▸ **What this task involves**
A complete, exact copy of the records is needed here.

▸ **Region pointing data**
□ □ □
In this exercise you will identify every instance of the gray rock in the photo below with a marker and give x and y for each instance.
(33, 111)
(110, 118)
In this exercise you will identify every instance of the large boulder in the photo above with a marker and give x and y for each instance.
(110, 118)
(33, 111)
□ □ □
▸ **Output for this task**
In this exercise you will identify every instance of the gray rock in the photo below with a marker and give x and y for each instance.
(33, 111)
(110, 118)
In this exercise you will identify every instance of the large boulder in the photo above with a marker and give x and y for each instance.
(110, 118)
(33, 111)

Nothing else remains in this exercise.